If a line in the listing below includes the string "trim", pull it out.

** LISTED RECORDS follows **

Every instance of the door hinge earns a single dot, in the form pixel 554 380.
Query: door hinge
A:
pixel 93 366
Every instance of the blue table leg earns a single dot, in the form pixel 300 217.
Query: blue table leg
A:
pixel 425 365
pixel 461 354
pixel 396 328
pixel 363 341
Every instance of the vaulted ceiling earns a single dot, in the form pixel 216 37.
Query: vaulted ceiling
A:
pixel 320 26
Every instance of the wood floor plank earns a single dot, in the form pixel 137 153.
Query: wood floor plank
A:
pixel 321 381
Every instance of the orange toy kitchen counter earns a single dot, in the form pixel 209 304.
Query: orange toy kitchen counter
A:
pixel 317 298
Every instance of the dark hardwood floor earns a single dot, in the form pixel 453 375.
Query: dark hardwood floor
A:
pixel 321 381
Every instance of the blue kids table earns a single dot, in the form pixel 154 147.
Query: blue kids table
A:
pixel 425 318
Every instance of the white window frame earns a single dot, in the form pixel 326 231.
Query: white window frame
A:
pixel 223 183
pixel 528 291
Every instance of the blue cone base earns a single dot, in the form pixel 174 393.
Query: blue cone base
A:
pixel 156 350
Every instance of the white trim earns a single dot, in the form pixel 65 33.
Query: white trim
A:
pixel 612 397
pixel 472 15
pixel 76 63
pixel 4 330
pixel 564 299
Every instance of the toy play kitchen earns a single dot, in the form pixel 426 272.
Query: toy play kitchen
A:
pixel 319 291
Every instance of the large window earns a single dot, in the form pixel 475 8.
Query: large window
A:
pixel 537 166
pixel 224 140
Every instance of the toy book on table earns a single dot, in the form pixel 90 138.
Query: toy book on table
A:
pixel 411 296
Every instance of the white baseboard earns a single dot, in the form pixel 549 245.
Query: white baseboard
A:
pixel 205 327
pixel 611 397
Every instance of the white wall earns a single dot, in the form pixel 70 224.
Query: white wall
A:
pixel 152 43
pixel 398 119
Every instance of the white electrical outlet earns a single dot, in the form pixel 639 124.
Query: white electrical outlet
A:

** End of LISTED RECORDS **

- **WRITTEN ANSWER**:
Every instance of the white trim earns a single dot, in the form pixel 65 33.
Query: white trim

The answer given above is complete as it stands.